■ **TASK DIRECTIONS**:
Please reproduce every line between the one containing "for the metal" and the end of the listing, inclusive, with the requests and their sample coordinates left as they are. In the answers, scale each bounding box coordinate by 0.55 and round it to a whole number, with halves rounding up.

■ **GIVEN DATA**:
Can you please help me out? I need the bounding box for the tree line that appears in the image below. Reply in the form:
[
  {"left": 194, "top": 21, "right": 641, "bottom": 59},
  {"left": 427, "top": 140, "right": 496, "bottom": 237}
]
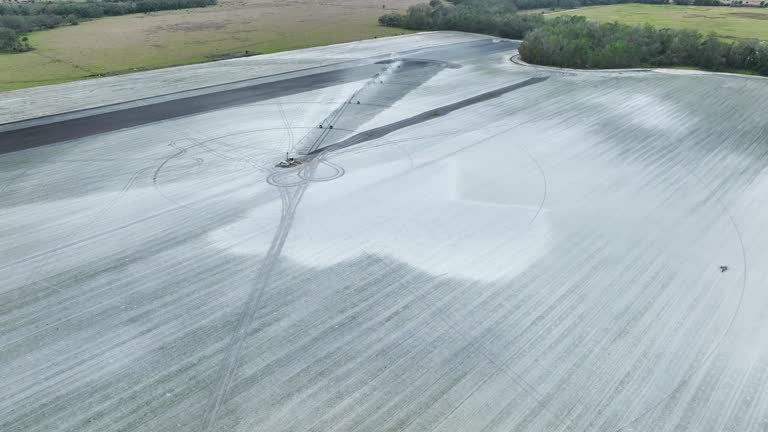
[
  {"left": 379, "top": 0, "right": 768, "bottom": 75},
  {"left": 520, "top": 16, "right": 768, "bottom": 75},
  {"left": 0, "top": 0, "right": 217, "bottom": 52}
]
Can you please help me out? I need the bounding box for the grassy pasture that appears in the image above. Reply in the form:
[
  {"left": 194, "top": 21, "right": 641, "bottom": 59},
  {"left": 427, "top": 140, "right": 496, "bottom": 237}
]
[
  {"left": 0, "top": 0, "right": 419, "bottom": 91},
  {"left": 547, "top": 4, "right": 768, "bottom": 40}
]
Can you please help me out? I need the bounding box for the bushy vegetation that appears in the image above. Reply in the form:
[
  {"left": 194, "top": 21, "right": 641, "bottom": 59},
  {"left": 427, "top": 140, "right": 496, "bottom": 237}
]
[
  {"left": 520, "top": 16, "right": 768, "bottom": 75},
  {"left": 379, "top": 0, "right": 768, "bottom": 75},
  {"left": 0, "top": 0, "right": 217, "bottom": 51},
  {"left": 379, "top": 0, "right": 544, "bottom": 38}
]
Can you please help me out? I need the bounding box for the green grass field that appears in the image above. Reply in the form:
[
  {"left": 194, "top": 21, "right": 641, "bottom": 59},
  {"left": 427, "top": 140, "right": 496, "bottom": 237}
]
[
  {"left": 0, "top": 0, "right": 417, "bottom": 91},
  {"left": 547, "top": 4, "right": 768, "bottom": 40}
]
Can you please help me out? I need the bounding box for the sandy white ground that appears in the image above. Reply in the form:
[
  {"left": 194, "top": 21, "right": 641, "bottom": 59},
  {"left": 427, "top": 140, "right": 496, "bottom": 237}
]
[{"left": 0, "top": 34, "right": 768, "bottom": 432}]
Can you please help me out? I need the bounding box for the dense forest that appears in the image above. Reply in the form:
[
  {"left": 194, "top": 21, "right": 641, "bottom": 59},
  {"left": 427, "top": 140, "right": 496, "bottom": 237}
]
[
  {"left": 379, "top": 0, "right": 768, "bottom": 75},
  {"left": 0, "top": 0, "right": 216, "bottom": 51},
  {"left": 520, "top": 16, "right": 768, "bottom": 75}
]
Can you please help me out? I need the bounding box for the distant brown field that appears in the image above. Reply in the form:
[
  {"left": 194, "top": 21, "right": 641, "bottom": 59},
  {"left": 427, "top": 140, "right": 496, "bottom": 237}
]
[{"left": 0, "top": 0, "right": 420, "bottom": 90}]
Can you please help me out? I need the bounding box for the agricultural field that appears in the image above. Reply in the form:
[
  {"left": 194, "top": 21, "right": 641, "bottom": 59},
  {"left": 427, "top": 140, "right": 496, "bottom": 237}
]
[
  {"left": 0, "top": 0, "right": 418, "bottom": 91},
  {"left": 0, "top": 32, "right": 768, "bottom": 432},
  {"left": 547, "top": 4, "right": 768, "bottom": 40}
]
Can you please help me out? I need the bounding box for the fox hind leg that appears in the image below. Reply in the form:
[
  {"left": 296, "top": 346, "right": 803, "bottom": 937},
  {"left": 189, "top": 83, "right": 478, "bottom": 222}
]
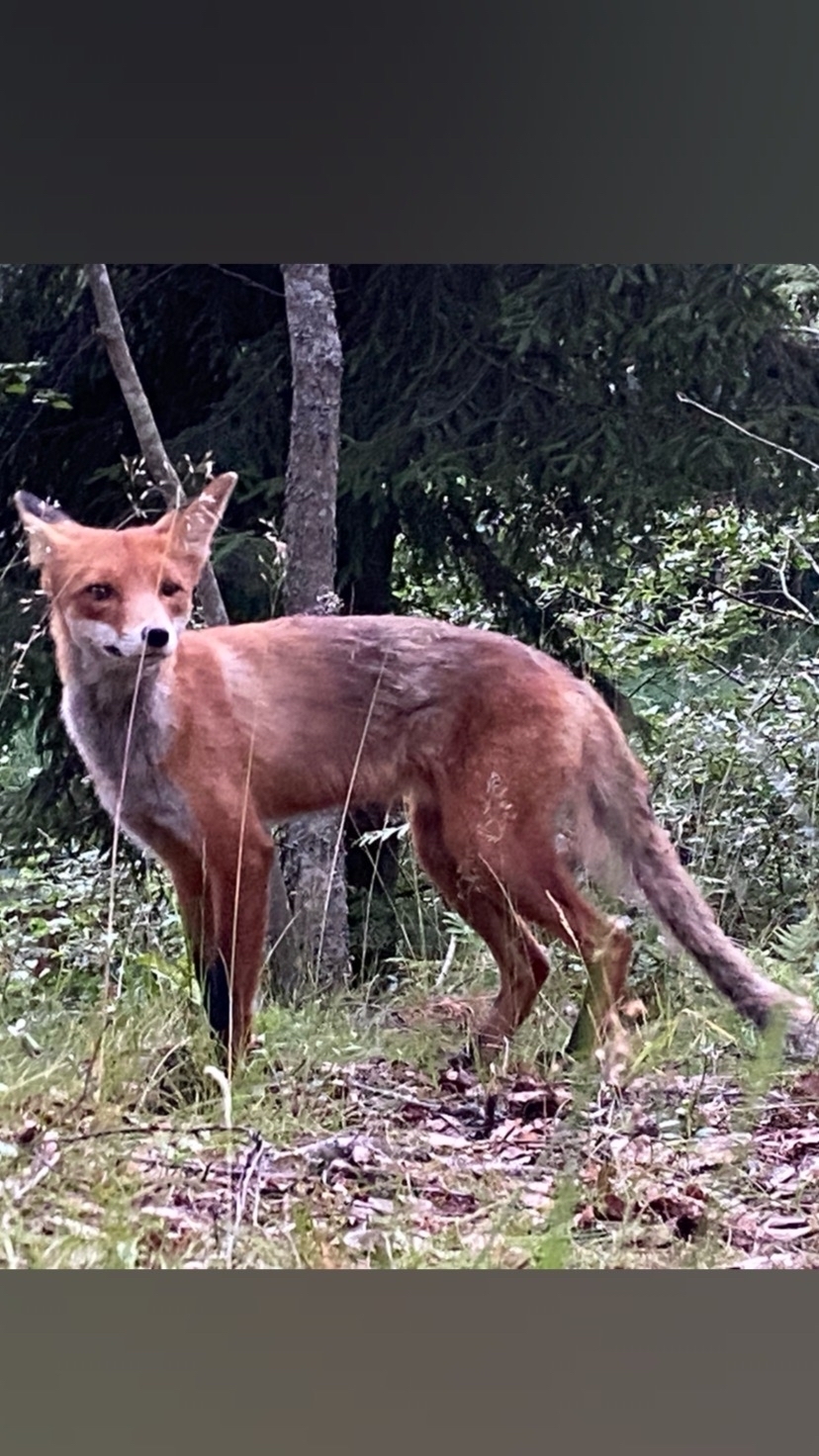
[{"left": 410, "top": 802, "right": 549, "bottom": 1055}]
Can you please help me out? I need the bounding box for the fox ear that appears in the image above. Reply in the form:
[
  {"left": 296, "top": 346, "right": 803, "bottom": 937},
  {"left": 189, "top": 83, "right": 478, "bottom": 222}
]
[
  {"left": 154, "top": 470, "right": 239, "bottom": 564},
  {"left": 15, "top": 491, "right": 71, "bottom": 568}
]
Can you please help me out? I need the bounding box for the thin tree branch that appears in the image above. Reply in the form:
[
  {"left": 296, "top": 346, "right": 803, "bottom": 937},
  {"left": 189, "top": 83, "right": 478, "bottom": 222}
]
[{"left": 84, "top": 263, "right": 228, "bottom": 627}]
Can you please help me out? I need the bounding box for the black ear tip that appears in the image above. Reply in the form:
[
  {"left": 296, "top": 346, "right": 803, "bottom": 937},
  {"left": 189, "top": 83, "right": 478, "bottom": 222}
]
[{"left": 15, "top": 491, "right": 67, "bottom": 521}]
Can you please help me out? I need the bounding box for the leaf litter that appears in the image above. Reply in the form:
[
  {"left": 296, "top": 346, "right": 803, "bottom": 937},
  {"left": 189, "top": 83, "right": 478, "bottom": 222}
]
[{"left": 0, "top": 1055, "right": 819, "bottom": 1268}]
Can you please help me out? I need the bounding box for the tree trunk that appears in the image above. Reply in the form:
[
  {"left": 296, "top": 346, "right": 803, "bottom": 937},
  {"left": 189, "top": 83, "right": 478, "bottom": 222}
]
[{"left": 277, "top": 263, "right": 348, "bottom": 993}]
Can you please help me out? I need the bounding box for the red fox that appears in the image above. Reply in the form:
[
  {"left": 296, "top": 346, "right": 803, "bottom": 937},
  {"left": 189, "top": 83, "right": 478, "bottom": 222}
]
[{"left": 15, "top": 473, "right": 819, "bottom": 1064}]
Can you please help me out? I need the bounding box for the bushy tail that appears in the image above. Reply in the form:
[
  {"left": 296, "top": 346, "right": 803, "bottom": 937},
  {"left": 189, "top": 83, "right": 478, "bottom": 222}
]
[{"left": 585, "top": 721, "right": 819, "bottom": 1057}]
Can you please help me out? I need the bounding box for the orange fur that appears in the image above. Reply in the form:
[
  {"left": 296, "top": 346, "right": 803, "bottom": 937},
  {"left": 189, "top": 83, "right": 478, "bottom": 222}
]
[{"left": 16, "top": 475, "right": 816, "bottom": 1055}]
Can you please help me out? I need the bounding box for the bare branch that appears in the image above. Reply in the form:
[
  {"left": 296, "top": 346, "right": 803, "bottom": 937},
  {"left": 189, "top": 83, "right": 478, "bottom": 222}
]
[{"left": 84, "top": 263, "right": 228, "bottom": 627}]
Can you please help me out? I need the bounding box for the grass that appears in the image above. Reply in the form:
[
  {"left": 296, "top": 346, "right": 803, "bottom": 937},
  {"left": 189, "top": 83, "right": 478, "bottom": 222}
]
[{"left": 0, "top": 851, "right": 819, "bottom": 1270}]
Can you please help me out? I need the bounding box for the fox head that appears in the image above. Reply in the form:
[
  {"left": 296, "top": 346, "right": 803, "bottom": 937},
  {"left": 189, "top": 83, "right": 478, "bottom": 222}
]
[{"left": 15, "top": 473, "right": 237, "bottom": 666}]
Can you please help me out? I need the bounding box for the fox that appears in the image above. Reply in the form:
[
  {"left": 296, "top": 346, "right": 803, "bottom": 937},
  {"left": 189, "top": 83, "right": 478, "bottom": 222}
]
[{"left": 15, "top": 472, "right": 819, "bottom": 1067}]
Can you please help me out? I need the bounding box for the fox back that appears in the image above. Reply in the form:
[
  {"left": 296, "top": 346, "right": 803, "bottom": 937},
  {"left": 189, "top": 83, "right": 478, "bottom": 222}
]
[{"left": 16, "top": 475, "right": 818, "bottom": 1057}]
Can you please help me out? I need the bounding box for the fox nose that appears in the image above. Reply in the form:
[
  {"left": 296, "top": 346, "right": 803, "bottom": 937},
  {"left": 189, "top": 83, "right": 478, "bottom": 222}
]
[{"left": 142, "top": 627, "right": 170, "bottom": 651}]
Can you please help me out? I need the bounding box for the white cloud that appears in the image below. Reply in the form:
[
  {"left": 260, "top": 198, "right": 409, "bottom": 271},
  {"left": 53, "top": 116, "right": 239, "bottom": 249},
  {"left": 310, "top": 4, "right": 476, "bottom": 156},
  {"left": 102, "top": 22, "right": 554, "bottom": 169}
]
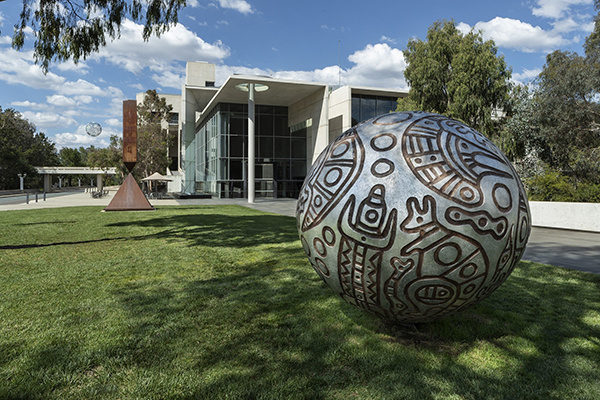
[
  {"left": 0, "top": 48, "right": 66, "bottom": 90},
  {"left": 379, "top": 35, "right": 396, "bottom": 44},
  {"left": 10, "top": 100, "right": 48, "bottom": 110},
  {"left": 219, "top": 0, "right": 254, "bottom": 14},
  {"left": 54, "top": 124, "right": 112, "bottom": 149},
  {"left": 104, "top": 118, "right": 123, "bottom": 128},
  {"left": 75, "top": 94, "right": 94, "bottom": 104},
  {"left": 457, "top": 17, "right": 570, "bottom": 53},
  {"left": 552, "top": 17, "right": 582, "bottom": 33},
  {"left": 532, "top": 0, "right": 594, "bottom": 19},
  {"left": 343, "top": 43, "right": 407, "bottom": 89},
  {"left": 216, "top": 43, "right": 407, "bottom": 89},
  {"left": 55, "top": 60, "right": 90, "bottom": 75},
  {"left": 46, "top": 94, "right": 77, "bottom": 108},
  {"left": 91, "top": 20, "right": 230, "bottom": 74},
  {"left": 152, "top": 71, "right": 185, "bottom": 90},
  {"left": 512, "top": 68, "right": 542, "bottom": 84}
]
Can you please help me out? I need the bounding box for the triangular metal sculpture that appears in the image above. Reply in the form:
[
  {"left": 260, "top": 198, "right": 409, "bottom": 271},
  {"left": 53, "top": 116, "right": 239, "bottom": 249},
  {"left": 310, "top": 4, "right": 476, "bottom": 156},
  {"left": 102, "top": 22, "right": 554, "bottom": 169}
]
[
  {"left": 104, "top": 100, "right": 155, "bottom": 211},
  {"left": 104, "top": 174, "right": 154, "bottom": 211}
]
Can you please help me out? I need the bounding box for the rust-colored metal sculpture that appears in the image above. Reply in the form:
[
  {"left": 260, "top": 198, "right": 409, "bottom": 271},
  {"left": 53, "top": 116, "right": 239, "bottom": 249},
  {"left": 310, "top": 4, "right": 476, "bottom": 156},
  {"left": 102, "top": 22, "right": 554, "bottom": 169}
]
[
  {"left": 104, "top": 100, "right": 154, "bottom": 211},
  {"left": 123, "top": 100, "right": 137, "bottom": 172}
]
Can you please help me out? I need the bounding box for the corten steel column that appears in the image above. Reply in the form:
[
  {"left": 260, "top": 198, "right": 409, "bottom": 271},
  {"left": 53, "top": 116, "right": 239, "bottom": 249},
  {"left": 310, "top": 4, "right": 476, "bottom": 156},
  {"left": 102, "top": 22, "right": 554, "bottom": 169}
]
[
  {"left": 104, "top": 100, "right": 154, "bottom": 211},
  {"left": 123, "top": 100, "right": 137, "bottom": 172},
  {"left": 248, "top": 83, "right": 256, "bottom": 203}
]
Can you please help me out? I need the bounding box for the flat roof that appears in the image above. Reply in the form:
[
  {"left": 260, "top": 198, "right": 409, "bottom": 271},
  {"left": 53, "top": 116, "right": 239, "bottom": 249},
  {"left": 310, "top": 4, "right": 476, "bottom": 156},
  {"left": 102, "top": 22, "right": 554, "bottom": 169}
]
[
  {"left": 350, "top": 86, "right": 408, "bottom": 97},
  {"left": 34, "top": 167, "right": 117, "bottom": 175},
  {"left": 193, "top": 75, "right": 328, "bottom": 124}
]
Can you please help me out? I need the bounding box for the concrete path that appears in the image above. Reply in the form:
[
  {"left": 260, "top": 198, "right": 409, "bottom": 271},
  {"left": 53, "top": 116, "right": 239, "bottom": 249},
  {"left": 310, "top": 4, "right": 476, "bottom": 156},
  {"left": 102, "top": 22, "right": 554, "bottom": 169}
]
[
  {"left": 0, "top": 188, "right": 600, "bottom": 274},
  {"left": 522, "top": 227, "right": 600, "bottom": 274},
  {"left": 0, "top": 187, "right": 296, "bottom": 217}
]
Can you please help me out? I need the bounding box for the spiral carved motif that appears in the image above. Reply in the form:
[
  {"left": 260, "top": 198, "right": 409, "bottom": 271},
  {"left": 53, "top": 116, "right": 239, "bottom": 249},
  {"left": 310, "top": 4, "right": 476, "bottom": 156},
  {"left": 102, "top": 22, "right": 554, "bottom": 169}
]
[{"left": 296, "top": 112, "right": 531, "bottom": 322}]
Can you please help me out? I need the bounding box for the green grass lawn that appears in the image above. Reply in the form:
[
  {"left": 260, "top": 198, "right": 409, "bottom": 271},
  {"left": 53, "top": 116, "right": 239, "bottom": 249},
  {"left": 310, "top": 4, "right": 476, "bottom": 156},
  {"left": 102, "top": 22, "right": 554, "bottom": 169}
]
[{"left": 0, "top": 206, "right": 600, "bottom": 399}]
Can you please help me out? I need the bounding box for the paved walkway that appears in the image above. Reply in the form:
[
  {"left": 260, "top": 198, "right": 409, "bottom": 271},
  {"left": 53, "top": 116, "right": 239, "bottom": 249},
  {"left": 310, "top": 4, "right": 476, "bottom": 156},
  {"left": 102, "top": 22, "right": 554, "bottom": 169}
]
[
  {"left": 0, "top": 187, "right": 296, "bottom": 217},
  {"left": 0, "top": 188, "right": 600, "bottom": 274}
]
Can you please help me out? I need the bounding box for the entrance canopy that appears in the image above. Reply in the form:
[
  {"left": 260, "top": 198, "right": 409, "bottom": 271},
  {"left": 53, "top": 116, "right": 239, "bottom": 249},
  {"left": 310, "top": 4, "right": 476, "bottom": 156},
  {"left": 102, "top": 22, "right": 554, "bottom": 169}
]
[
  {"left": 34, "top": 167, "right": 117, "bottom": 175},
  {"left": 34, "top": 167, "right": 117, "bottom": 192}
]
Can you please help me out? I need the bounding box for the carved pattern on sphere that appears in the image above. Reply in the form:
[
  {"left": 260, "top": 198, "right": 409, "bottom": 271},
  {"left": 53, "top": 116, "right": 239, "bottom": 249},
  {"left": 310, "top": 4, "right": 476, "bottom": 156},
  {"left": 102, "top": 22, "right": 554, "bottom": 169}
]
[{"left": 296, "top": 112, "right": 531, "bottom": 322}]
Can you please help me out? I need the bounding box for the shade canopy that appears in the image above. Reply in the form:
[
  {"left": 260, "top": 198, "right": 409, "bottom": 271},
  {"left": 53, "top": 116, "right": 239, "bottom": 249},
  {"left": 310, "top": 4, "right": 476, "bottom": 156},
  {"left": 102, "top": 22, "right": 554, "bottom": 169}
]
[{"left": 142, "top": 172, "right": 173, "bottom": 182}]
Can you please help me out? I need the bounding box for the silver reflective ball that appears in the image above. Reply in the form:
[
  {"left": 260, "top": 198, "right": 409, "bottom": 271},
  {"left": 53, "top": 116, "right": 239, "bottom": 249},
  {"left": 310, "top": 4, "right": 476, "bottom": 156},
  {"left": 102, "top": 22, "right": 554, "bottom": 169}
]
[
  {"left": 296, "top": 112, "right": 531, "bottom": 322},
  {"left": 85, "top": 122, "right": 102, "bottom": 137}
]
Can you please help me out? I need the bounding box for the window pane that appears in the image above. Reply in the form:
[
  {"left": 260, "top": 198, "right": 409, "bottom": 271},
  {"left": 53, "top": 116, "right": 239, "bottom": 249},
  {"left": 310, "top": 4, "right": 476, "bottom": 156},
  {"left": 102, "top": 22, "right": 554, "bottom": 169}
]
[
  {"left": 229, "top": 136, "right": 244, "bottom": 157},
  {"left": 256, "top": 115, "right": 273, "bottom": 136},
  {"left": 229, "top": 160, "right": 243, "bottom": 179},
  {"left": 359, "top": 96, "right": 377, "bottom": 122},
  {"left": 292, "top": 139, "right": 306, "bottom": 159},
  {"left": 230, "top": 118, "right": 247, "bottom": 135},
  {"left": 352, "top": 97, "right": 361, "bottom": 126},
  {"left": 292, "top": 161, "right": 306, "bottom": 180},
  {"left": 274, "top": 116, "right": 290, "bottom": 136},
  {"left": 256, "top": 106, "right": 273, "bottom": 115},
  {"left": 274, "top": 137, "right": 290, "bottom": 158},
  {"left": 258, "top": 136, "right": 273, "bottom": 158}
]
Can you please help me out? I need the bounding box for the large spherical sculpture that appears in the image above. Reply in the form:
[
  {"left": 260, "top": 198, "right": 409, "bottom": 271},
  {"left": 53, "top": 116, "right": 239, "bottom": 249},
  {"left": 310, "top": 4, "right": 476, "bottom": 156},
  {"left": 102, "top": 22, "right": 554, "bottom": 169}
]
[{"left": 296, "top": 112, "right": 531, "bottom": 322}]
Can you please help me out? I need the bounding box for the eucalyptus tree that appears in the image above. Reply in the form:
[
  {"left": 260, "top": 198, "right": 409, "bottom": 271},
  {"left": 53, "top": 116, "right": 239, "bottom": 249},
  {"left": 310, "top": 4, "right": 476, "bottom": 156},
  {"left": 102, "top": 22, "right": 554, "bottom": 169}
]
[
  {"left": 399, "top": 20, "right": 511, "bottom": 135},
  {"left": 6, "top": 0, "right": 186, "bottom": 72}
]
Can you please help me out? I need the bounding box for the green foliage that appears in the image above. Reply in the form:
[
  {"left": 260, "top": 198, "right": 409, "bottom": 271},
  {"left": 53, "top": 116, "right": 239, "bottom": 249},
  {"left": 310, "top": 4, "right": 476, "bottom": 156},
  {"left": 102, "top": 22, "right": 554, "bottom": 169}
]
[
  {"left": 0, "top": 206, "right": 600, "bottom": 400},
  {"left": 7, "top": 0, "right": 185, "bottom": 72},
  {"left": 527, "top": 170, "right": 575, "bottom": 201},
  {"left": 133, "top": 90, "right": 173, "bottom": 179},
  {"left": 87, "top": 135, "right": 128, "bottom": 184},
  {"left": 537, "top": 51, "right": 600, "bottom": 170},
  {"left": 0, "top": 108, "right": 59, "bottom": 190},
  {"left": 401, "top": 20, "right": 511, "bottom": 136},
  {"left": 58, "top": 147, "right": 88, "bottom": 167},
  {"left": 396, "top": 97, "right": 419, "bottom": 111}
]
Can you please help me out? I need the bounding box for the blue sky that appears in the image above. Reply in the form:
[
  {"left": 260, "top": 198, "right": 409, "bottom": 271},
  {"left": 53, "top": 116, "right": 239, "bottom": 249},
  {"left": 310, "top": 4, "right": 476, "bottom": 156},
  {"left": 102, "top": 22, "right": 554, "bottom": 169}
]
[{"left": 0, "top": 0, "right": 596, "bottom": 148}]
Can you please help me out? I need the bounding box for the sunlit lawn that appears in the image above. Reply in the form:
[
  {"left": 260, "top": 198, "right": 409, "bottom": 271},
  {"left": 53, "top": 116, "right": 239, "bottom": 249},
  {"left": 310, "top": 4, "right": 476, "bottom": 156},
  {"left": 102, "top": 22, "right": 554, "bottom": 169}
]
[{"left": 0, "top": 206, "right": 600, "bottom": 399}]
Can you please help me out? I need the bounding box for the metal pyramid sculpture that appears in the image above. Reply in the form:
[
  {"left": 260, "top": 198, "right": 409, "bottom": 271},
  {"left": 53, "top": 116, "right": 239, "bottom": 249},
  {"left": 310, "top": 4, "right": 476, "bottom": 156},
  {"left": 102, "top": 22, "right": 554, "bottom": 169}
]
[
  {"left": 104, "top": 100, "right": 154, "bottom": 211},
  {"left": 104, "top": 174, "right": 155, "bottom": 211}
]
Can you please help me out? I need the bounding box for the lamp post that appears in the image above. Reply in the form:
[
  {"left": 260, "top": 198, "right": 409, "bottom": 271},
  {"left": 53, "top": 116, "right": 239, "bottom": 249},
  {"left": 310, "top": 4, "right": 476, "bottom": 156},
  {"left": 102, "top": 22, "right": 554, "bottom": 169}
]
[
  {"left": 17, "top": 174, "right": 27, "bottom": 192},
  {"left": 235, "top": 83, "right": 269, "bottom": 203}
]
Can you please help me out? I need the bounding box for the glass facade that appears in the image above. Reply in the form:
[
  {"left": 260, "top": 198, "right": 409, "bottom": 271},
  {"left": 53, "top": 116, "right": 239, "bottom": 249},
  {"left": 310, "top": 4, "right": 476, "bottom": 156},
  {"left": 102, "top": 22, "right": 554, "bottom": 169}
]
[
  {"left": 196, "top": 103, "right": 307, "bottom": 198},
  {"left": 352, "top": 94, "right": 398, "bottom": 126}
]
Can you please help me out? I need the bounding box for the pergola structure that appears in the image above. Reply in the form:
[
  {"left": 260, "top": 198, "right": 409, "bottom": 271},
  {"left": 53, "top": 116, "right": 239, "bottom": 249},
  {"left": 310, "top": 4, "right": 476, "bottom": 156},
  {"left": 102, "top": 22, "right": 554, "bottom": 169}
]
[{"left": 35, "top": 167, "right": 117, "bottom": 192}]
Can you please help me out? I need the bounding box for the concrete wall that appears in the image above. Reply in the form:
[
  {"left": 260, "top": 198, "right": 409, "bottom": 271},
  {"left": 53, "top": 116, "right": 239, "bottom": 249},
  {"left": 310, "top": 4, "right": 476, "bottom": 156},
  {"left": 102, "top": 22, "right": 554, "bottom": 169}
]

■ **SOLUTION**:
Can you please help me out? I need the bounding box for the metal pyramid sculpture that appears in the image above. Reply in the form:
[
  {"left": 260, "top": 198, "right": 409, "bottom": 271},
  {"left": 53, "top": 116, "right": 239, "bottom": 249},
  {"left": 310, "top": 4, "right": 476, "bottom": 156},
  {"left": 102, "top": 22, "right": 554, "bottom": 169}
]
[
  {"left": 57, "top": 55, "right": 85, "bottom": 116},
  {"left": 57, "top": 96, "right": 85, "bottom": 116}
]
Can you please help me out? I need the bounding box for the lamp post that appears in the image above. Reply in the form:
[
  {"left": 260, "top": 198, "right": 409, "bottom": 271},
  {"left": 53, "top": 116, "right": 239, "bottom": 249},
  {"left": 310, "top": 4, "right": 476, "bottom": 156},
  {"left": 102, "top": 22, "right": 554, "bottom": 169}
]
[
  {"left": 9, "top": 96, "right": 15, "bottom": 106},
  {"left": 129, "top": 46, "right": 148, "bottom": 112}
]
Can you please help me out? I need the bounding box for the glass facade that appears in the image above. Reply in the form:
[
  {"left": 260, "top": 198, "right": 409, "bottom": 271},
  {"left": 53, "top": 116, "right": 239, "bottom": 249},
  {"left": 310, "top": 4, "right": 476, "bottom": 156},
  {"left": 102, "top": 22, "right": 554, "bottom": 169}
]
[
  {"left": 108, "top": 57, "right": 169, "bottom": 109},
  {"left": 194, "top": 52, "right": 219, "bottom": 69}
]
Can you please help me out? I need the bounding box for the pergola structure that appears in the image above. Reply in the form:
[
  {"left": 260, "top": 198, "right": 409, "bottom": 271},
  {"left": 53, "top": 116, "right": 239, "bottom": 249},
  {"left": 310, "top": 4, "right": 476, "bottom": 156},
  {"left": 102, "top": 22, "right": 554, "bottom": 169}
]
[{"left": 19, "top": 92, "right": 64, "bottom": 106}]
Can you please help me out? I need the bounding box for the concrete wall that appears in the image above. Reply in the form:
[
  {"left": 260, "top": 198, "right": 409, "bottom": 271},
  {"left": 53, "top": 116, "right": 239, "bottom": 249},
  {"left": 310, "top": 4, "right": 476, "bottom": 156},
  {"left": 102, "top": 22, "right": 554, "bottom": 169}
]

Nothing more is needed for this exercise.